TASK INSTRUCTIONS ▸ Count the lines in the material below that contain the word "roof". Reply with the number alone.

Start of RECORDS SUPPLIED

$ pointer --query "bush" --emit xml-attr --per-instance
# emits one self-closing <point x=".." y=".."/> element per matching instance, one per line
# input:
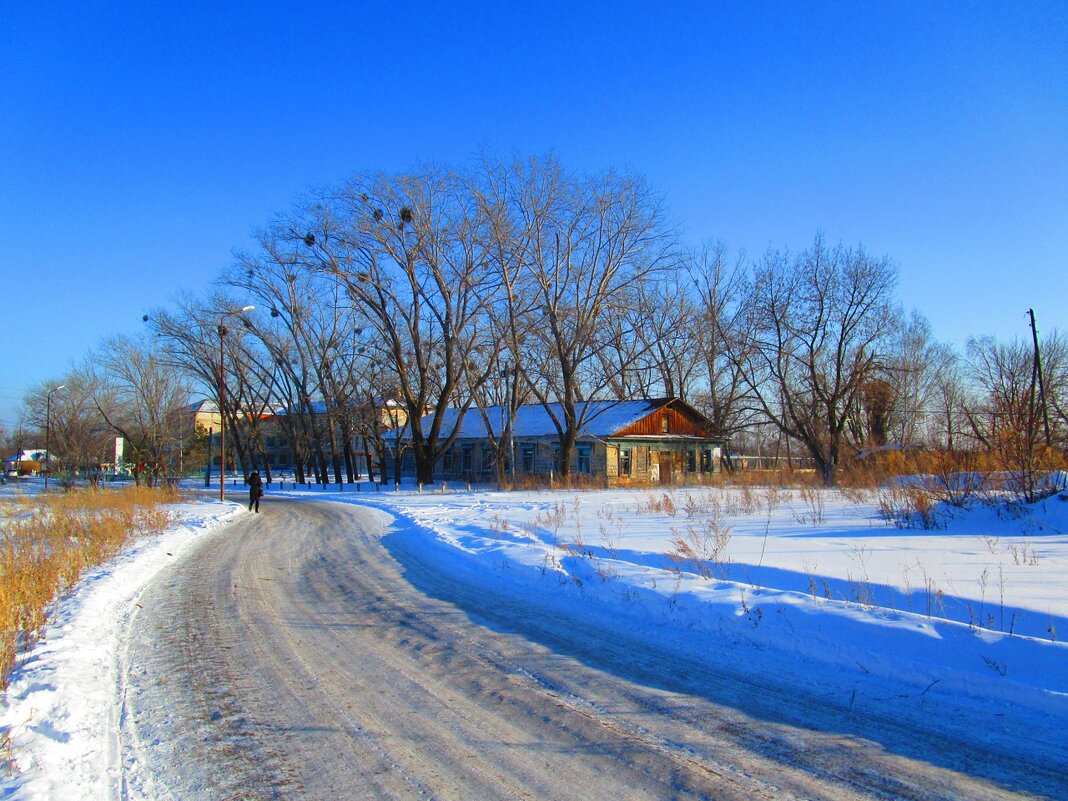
<point x="47" y="543"/>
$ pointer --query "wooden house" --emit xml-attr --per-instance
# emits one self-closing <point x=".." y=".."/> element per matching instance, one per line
<point x="621" y="443"/>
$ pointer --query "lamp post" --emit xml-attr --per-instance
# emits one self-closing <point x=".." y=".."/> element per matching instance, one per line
<point x="222" y="398"/>
<point x="508" y="374"/>
<point x="48" y="430"/>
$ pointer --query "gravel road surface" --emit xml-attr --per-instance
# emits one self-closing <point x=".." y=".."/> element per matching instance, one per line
<point x="305" y="653"/>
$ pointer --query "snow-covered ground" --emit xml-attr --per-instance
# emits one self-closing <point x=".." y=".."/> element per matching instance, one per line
<point x="976" y="608"/>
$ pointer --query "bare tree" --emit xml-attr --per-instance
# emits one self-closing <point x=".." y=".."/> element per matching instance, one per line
<point x="596" y="241"/>
<point x="143" y="398"/>
<point x="721" y="289"/>
<point x="80" y="440"/>
<point x="407" y="251"/>
<point x="817" y="332"/>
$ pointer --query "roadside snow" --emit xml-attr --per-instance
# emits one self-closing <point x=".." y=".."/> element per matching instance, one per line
<point x="976" y="608"/>
<point x="61" y="708"/>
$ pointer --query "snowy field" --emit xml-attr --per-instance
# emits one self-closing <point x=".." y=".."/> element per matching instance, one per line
<point x="976" y="608"/>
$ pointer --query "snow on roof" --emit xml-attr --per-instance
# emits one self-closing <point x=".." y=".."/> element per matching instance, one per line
<point x="601" y="419"/>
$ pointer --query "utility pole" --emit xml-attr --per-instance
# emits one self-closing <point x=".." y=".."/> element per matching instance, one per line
<point x="1036" y="372"/>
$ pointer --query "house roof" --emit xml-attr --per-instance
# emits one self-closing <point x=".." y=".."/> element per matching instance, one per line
<point x="602" y="419"/>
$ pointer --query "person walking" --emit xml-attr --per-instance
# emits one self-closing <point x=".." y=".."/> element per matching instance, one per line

End of RECORDS SUPPLIED

SOLUTION FOR THIS EXERCISE ▸ 2